Exercise aim => Set the listing down unchanged, minus every embedded image.

[[ Entries provided, beginning ]]

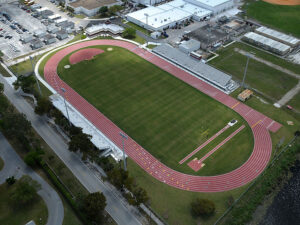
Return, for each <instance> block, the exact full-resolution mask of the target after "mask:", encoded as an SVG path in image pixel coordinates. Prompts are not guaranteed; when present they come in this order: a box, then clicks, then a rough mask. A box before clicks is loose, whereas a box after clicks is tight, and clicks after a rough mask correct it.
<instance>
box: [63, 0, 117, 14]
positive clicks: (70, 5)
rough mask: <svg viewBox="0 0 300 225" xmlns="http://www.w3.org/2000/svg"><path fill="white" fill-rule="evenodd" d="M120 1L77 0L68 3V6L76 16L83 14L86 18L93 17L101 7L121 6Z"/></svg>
mask: <svg viewBox="0 0 300 225" xmlns="http://www.w3.org/2000/svg"><path fill="white" fill-rule="evenodd" d="M121 4H122V2H121V1H120V0H78V1H75V2H72V3H69V4H68V6H70V7H72V8H73V9H74V12H75V13H76V14H85V15H87V16H94V15H96V14H97V13H98V11H99V9H100V8H101V7H102V6H108V7H109V6H113V5H121Z"/></svg>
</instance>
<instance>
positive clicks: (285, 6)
mask: <svg viewBox="0 0 300 225" xmlns="http://www.w3.org/2000/svg"><path fill="white" fill-rule="evenodd" d="M244 10H245V11H246V14H247V16H248V17H250V18H253V19H256V20H258V21H260V22H261V23H263V24H265V25H268V26H270V27H272V28H277V29H279V30H281V31H283V32H285V33H287V34H292V35H295V36H298V37H300V26H299V21H300V13H299V11H300V5H298V6H285V5H275V4H270V3H267V2H263V1H253V0H252V1H247V4H245V5H244Z"/></svg>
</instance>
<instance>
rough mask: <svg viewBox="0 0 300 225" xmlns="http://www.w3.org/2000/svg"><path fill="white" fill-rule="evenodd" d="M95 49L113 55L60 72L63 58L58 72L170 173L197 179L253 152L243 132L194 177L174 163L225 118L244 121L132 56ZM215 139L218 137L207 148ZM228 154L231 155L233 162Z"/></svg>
mask: <svg viewBox="0 0 300 225" xmlns="http://www.w3.org/2000/svg"><path fill="white" fill-rule="evenodd" d="M98 47H99V48H102V49H103V50H106V49H107V48H108V47H112V48H113V51H111V52H108V51H106V52H105V53H103V54H100V55H98V56H96V57H95V58H94V59H93V60H90V61H84V62H81V63H79V64H76V65H72V66H71V68H70V69H65V68H64V65H66V64H70V63H69V56H66V57H65V58H64V59H63V60H62V61H61V62H60V64H59V66H58V73H59V75H60V77H61V78H62V79H63V80H65V81H66V82H67V83H68V84H69V85H70V86H71V87H73V88H74V89H75V90H76V91H77V92H78V93H79V94H80V95H82V96H83V97H84V98H85V99H87V100H88V101H89V102H90V103H92V104H93V105H94V106H95V107H96V108H98V109H99V110H100V111H101V112H102V113H104V114H105V115H106V116H107V117H108V118H110V119H111V120H112V121H113V122H114V123H116V124H117V125H118V126H119V127H120V128H121V129H123V130H124V131H125V132H126V133H127V134H128V135H129V136H131V137H132V138H133V139H134V140H136V141H137V142H138V143H139V144H140V145H141V146H143V147H144V148H145V149H147V150H148V151H149V152H150V153H151V154H153V155H154V156H155V157H157V158H158V159H159V160H161V161H162V162H163V163H165V164H166V165H168V166H170V167H171V168H173V169H176V170H178V171H181V172H185V173H191V174H198V175H208V174H209V175H213V174H220V173H223V172H224V171H225V172H228V171H230V170H232V169H235V168H237V167H239V166H240V165H241V164H242V163H243V162H244V161H246V160H247V158H248V157H249V155H250V153H251V151H252V148H253V140H252V133H251V131H250V129H244V130H243V131H241V133H240V134H239V135H238V136H236V137H234V138H233V139H232V140H231V141H230V142H228V143H226V144H225V145H224V146H223V147H222V148H221V149H219V150H218V151H217V153H215V154H214V155H213V156H212V157H215V158H216V161H217V162H218V163H214V160H212V159H213V158H212V159H208V160H207V165H206V168H205V169H203V171H200V172H198V173H195V172H194V171H193V170H191V169H190V168H189V167H188V166H187V165H186V164H184V165H179V163H178V162H179V161H180V160H181V159H182V158H184V157H185V156H186V155H187V154H189V153H190V152H191V151H193V150H194V149H195V148H197V147H198V146H199V145H200V144H201V143H203V142H204V141H205V140H207V138H208V137H210V136H212V135H213V134H215V133H216V132H217V131H219V130H220V129H222V128H223V127H224V126H225V125H226V124H227V123H228V122H229V121H230V120H232V119H238V120H239V123H238V124H237V126H241V124H243V123H244V124H246V123H245V122H244V121H243V119H242V118H241V117H240V116H239V115H238V114H236V113H235V112H234V111H232V110H231V109H229V108H227V107H225V106H224V105H222V104H220V103H218V102H216V101H215V100H213V99H212V98H210V97H208V96H206V95H204V94H203V93H201V92H199V91H198V90H196V89H194V88H192V87H191V86H189V85H187V84H185V83H184V82H182V81H180V80H178V79H177V78H175V77H173V76H172V75H170V74H168V73H166V72H165V71H163V70H161V69H159V68H157V67H156V66H154V65H153V64H151V63H149V62H147V61H145V60H144V59H142V58H140V57H138V56H136V55H135V54H133V53H131V52H129V51H127V50H125V49H122V48H118V47H114V46H98ZM116 62H117V64H116ZM237 126H236V127H234V128H233V130H228V132H227V133H225V136H222V140H223V139H224V138H225V137H227V136H228V135H229V134H230V133H232V132H233V131H234V130H235V129H237ZM220 141H221V139H217V140H216V141H214V142H213V145H211V146H210V147H211V148H212V147H213V146H216V145H217V144H218V143H219V142H220ZM211 148H209V149H206V150H205V151H209V150H210V149H211ZM205 151H204V152H205ZM230 155H235V156H236V158H235V162H234V163H233V162H232V157H230ZM228 156H229V157H228Z"/></svg>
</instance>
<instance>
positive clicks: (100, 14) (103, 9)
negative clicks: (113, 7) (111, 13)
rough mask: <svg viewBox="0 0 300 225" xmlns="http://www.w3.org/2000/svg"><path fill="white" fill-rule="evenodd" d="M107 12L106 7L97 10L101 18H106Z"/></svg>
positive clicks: (107, 9)
mask: <svg viewBox="0 0 300 225" xmlns="http://www.w3.org/2000/svg"><path fill="white" fill-rule="evenodd" d="M107 12H108V8H107V6H102V7H101V8H100V9H99V13H100V15H101V16H106V13H107Z"/></svg>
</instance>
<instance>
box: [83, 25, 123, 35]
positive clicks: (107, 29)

[[ Entries provided, end ]]

Result for this task =>
Return, for each <instance> block, the exact full-resolution mask of the target after "mask:", encoded as an SVG path in image pixel coordinates. Prompts are not guaranteed; when present they come in this order: a box, then clicks, then a rough mask. A box before clicks is loose, whereas a box after clicks is tight, and clicks after a rough mask correct it.
<instance>
box: [63, 0, 117, 14]
positive clicks: (70, 5)
rough mask: <svg viewBox="0 0 300 225" xmlns="http://www.w3.org/2000/svg"><path fill="white" fill-rule="evenodd" d="M120 1L77 0L68 3V6L76 16L83 14L86 18L93 17L101 7L121 6Z"/></svg>
mask: <svg viewBox="0 0 300 225" xmlns="http://www.w3.org/2000/svg"><path fill="white" fill-rule="evenodd" d="M121 4H122V2H121V1H120V0H78V1H75V2H72V3H69V4H68V6H70V7H72V8H73V9H74V12H75V13H76V14H85V15H87V16H94V15H96V14H97V13H98V11H99V9H100V8H101V7H102V6H108V7H109V6H113V5H121Z"/></svg>
</instance>
<instance>
positive clicks: (285, 6)
mask: <svg viewBox="0 0 300 225" xmlns="http://www.w3.org/2000/svg"><path fill="white" fill-rule="evenodd" d="M244 10H245V11H246V14H247V16H248V17H250V18H253V19H256V20H258V21H260V22H261V23H263V24H265V25H268V26H270V27H272V28H277V29H279V30H281V31H283V32H285V33H287V34H292V35H295V36H298V37H300V26H299V21H300V13H299V11H300V5H298V6H285V5H275V4H270V3H267V2H263V1H253V0H252V1H247V4H245V5H244Z"/></svg>
</instance>
<instance>
rough mask: <svg viewBox="0 0 300 225" xmlns="http://www.w3.org/2000/svg"><path fill="white" fill-rule="evenodd" d="M95 49L113 55L60 72L63 58L58 72L170 173L197 179L253 152L243 132L194 177L174 163L225 118L244 121L132 56ZM215 139L218 137L207 148ZM228 154L231 155L233 162Z"/></svg>
mask: <svg viewBox="0 0 300 225" xmlns="http://www.w3.org/2000/svg"><path fill="white" fill-rule="evenodd" d="M98 47H99V48H102V49H103V50H106V49H107V48H108V47H112V48H113V51H111V52H108V51H106V52H105V53H103V54H100V55H98V56H96V57H95V58H94V59H93V60H90V61H84V62H81V63H79V64H76V65H72V66H71V68H70V69H65V68H64V65H66V64H70V63H69V56H66V57H65V58H64V59H63V60H62V61H61V62H60V64H59V66H58V73H59V75H60V77H61V78H62V79H63V80H65V81H66V82H67V83H68V84H69V85H70V86H71V87H73V88H74V89H75V90H76V91H77V92H78V93H79V94H80V95H82V96H83V97H84V98H85V99H87V100H88V101H89V102H90V103H92V104H93V105H94V106H95V107H96V108H98V109H99V110H100V111H101V112H102V113H104V114H105V115H106V116H107V117H108V118H110V119H111V120H112V121H113V122H114V123H116V124H117V125H118V126H119V127H120V128H121V129H123V130H124V131H125V132H126V133H127V134H128V135H129V136H131V137H132V138H133V139H134V140H136V141H137V142H138V143H139V144H140V145H141V146H143V147H144V148H145V149H147V150H148V151H149V152H150V153H151V154H153V155H154V156H155V157H157V158H158V159H159V160H161V161H162V162H163V163H165V164H166V165H168V166H170V167H171V168H173V169H176V170H178V171H181V172H185V173H191V174H198V175H208V174H209V175H213V174H220V173H223V172H224V171H225V172H228V171H230V170H232V169H235V168H237V167H239V166H240V165H241V164H242V163H243V162H244V161H246V160H247V158H248V157H249V155H250V153H251V151H252V148H253V140H252V133H251V131H250V129H244V130H243V131H241V133H240V134H239V135H238V136H236V137H234V138H233V139H232V140H231V141H230V142H228V143H226V144H225V145H224V146H223V147H222V148H221V149H219V150H218V151H217V153H215V154H214V155H213V156H212V157H215V158H216V161H217V162H218V163H214V160H212V159H213V158H212V159H208V160H207V165H206V168H205V169H203V171H200V172H198V173H195V172H194V171H193V170H191V169H190V168H189V167H188V166H187V165H186V164H184V165H179V163H178V162H179V161H180V160H181V159H182V158H184V157H185V156H186V155H187V154H189V153H190V152H191V151H193V150H194V149H195V148H197V147H198V146H199V145H200V144H201V143H203V142H204V141H205V140H207V138H208V137H210V136H212V135H213V134H215V133H216V132H217V131H219V130H220V129H222V128H223V127H224V126H225V125H226V124H227V123H228V122H229V121H230V120H232V119H238V120H239V123H238V124H237V126H241V124H243V123H244V124H246V123H245V122H244V121H243V119H242V118H241V117H240V116H239V115H238V114H236V113H235V112H234V111H232V110H231V109H229V108H227V107H225V106H224V105H222V104H220V103H218V102H216V101H215V100H213V99H212V98H210V97H208V96H206V95H204V94H203V93H201V92H199V91H198V90H196V89H194V88H192V87H191V86H189V85H187V84H185V83H184V82H182V81H180V80H178V79H177V78H175V77H173V76H172V75H170V74H168V73H166V72H165V71H163V70H161V69H159V68H157V67H156V66H154V65H153V64H151V63H149V62H147V61H145V60H144V59H142V58H140V57H138V56H136V55H135V54H133V53H131V52H129V51H127V50H125V49H122V48H118V47H114V46H98ZM116 62H117V64H116ZM237 126H236V127H234V128H233V130H228V132H227V133H225V136H222V140H223V139H224V138H225V137H227V136H228V135H229V134H230V133H232V132H233V131H234V130H235V129H237ZM220 141H221V139H217V140H216V141H214V142H213V145H211V146H210V147H211V148H212V147H213V146H216V145H217V144H218V143H219V142H220ZM211 148H209V149H206V150H205V151H209V150H210V149H211ZM205 151H204V152H205ZM230 155H235V156H236V158H235V162H234V163H233V162H232V157H230ZM228 156H229V157H228Z"/></svg>
</instance>
<instance>
positive clicks: (100, 14) (103, 9)
negative clicks: (113, 7) (111, 13)
rough mask: <svg viewBox="0 0 300 225" xmlns="http://www.w3.org/2000/svg"><path fill="white" fill-rule="evenodd" d="M107 12L106 7L97 10L101 18H106Z"/></svg>
positive clicks: (107, 9)
mask: <svg viewBox="0 0 300 225" xmlns="http://www.w3.org/2000/svg"><path fill="white" fill-rule="evenodd" d="M107 12H108V8H107V6H102V7H101V8H100V9H99V13H100V15H101V16H106V13H107Z"/></svg>
</instance>
<instance>
box: [83, 25, 123, 35]
positive clicks: (107, 29)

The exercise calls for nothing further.